* Passage to read
After the last shutdown, the majority leader appeared ready for some normalcy on Capitol Hill. The decision by McConnell; Senator Chuck Schumer of New York, the Democratic leader; and Speaker Nancy Pelosi to appoint a 17-member conference committee to produce a bill that would fund the government through the end of the current fiscal year effectively sidelined the White House from the talks, according to congressional aides from both parties.
Largely absent was Jared Kushner, the president’s son-in-law, who bragged that he was instrumental in securing a bipartisan criminal justice bill last year but who aggravated Republicans and Democrats alike in December by advising the president to embrace the shutdown.
Kushner was present in the Oval Office for a few meetings between Trump and Senator Richard C. Shelby of Alabama, the chairman of the Appropriations Committee, according to a congressional aide. But Kushner, who has fashioned himself as the Trump White House’s master dealmaker, said he was stepping back to focus on a far more ambitious project, Middle East peace, according to two senior administration officials.
Absent, too, was Vice President Mike Pence, whom the president consistently undercut in December during the first round of shutdown talks when he offered compromise solutions. Republican senators repeatedly questioned the vice president on whether he was speaking for himself or the president when he weighed in on topics related to the negotiations.
Then, as negotiators closed in on a deal, Pence flew away — for a trip to Europe.
Left to their own devices, congressional negotiators began their work in earnest on Jan. 29, when Representative Nita M. Lowey, a New York Democrat who chairs the House Appropriations Committee, convened a meeting of party lawmakers in Schumer’s ornate office to settle on a unified strategy.
They agreed to table some of the most complex immigration issues, including the fate of young immigrants brought to the country illegally as children, to focus on keeping the mileage and funding for any border barrier as stingy as possible, according to Democratic aides.
Lowey and Shelby had little difficulty arriving at a general range for barrier funding. Both sides agreed to authorize $1.3 billion to $1.6 billion for fencing, which wasn’t a hard call considering both chambers of Congress had already passed legislation last year authorizing similar expenditures — only to be rejected by Trump. They ended up approving $1.375 billion for 55 miles of steel-post fencing, 10 miles less than the deal that they had reached over the summer — and that the president had rejected.

* Record excerpts
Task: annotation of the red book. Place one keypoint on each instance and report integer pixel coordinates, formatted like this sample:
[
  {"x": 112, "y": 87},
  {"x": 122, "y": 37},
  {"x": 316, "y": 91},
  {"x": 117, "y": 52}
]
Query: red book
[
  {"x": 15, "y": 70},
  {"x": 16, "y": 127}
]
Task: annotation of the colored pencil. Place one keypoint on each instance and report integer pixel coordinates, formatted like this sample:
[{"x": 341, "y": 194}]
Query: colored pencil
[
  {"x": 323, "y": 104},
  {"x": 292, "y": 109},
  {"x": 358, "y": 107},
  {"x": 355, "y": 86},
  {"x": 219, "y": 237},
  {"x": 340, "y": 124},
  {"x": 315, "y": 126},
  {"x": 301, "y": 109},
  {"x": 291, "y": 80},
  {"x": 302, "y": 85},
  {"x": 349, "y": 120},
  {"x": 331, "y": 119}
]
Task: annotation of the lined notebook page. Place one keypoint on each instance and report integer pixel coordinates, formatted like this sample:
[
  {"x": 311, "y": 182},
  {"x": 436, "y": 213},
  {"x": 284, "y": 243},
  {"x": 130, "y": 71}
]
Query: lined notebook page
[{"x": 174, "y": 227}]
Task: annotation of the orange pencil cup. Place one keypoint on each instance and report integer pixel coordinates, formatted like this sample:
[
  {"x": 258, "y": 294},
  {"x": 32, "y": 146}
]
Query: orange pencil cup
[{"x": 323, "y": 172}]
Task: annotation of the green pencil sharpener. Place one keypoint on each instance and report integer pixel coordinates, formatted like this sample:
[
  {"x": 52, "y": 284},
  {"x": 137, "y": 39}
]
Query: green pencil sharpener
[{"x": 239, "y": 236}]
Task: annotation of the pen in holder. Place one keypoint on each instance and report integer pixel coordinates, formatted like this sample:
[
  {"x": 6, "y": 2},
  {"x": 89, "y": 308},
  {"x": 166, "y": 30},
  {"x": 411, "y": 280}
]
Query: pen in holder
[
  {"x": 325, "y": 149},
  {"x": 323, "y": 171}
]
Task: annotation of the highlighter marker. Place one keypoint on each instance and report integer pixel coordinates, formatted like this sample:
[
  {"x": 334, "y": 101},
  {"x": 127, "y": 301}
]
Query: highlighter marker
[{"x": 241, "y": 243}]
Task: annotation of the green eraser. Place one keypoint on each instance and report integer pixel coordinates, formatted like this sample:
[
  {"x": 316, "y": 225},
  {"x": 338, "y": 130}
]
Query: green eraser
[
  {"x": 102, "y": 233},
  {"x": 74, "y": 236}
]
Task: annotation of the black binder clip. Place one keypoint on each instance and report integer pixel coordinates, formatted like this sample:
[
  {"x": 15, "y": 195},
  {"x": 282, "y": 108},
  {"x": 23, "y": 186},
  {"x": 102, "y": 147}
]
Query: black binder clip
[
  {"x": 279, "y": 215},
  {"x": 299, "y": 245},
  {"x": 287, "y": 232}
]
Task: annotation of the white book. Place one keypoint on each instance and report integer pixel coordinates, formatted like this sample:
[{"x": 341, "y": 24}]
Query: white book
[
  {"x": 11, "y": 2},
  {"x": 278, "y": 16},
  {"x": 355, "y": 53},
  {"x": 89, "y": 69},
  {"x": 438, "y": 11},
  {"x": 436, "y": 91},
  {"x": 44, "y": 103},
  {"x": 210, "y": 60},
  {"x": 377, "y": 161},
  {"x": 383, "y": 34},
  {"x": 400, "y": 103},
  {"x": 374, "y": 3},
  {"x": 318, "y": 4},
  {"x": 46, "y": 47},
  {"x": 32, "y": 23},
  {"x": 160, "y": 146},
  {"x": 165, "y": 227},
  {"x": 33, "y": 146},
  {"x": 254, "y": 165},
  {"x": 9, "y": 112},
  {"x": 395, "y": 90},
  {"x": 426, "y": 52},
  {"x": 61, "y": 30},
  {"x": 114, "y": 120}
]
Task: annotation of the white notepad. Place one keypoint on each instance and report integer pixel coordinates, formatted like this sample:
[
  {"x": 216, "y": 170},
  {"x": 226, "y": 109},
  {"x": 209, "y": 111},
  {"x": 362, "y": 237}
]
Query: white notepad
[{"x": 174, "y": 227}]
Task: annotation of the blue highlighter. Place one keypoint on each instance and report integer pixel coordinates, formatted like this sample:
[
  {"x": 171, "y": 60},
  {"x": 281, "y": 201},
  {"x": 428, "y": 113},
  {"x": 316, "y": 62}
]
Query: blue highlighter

* Exercise requirements
1/ Copy the shutdown article from "Absent, too, was" to "a unified strategy.", changing "negotiators" to "bargainers".
2/ According to the shutdown article, how much money did Lowey and Shelby approve, and for how many miles of fencing?
3/ Pick up the shutdown article after its last sentence and keep writing.
The data here comes from a separate source.

* Answer list
1/
Absent, too, was Vice President Mike Pence, whom the president consistently undercut in December during the first round of shutdown talks when he offered compromise solutions. Republican senators repeatedly questioned the vice president on whether he was speaking for himself or the president when he weighed in on topics related to the negotiations.
Then, as bargainers closed in on a deal, Pence flew away — for a trip to Europe.
Left to their own devices, congressional bargainers began their work in earnest on Jan. 29, when Representative Nita M. Lowey, a New York Democrat who chairs the House Appropriations Committee, convened a meeting of party lawmakers in Schumer’s ornate office to settle on a unified strategy.

2/ $1.375 billion for 55 miles of steel-post fencing.

3/
By Monday night, the negotiators had reached an agreement.
That is when McConnell’s troubles really began.
McConnell, burned by the last round of negotiations that led to the shutdown in December, concluded that none of Trump’s previous emissaries to Capitol Hill could be trusted to speak for a president prone to changing his position on a whim.
McConnell viewed his role as equal parts cajoler and instructor. He patiently (and fruitlessly) argued against the emergency declaration, which he sees as usurping congressional authority to splinter Senate Republicans. He also used the check-ins to collect intelligence about Trump’s mindset.
To sell the president on the deal, he argued that it was a “big down payment” on the wall and offered to support moves by the president to transfer some funding from other agencies to border barrier projects if he ditched the emergency declaration. But the core of his case, people close to McConnell said, was the argument that the deal reached by negotiators was actually a “victory” over Pelosi, thanks to his success in fighting attempts to reduce the number of detention beds.
Trump never really bought it.
But McConnell is nothing if not adaptable. Early Thursday, McConnell gave in to Trump’s demand on the state of emergency, hoping that his willingness to compromise would keep the president from rejecting the bill. It worked.